### The data

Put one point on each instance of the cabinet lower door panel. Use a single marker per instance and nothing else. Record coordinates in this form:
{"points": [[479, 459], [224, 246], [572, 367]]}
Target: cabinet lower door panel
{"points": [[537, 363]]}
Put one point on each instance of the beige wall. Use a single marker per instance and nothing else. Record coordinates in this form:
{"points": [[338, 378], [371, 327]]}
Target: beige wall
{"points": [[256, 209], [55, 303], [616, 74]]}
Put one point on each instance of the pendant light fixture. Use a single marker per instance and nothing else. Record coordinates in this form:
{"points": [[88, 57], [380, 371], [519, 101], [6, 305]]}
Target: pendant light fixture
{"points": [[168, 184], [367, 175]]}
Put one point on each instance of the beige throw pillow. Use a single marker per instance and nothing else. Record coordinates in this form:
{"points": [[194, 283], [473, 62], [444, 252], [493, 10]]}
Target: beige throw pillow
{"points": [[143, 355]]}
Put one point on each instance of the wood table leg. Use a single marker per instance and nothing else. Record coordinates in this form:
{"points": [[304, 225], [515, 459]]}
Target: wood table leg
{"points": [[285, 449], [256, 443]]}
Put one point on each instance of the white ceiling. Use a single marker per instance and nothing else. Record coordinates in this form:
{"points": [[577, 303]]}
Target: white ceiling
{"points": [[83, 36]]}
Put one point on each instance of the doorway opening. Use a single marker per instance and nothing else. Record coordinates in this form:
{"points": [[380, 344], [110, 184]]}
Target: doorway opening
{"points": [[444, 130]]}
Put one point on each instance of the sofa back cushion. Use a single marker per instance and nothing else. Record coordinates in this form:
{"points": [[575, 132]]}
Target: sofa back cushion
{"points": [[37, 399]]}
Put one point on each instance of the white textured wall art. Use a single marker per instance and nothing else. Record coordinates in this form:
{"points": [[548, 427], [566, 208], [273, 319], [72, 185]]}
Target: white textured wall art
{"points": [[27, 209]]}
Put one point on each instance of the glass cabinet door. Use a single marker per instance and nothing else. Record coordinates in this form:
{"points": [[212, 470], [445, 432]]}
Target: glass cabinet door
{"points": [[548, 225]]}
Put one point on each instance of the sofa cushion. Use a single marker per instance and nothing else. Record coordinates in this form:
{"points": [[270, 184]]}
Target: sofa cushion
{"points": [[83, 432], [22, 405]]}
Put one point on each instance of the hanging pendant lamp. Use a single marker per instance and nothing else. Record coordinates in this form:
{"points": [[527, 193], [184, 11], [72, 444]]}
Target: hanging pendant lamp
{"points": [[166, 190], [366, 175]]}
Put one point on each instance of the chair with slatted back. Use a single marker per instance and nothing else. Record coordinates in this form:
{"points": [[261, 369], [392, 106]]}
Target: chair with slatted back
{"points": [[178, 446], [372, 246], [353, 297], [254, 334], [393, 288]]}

* * *

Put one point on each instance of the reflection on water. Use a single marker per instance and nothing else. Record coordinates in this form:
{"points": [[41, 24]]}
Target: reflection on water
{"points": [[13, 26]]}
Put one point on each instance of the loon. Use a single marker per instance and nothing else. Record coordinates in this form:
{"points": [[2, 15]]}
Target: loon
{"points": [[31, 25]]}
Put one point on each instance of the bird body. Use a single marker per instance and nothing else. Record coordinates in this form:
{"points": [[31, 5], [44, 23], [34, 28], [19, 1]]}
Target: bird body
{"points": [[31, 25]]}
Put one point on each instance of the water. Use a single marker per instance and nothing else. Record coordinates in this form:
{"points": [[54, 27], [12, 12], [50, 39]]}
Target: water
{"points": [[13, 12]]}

...

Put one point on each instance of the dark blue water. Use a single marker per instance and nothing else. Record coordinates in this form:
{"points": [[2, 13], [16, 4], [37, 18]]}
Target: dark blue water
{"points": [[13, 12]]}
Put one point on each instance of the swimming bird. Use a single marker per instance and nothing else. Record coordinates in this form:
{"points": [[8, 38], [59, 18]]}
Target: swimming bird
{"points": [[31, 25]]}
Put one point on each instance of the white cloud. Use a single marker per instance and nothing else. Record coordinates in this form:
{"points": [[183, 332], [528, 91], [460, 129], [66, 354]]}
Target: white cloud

### Aim of the exercise
From the listing above, return every line that carries the string "cloud".

### Task result
Put one point on each instance of the white cloud. Use a single marker per instance and nothing else. Record coordinates in this form:
Target: white cloud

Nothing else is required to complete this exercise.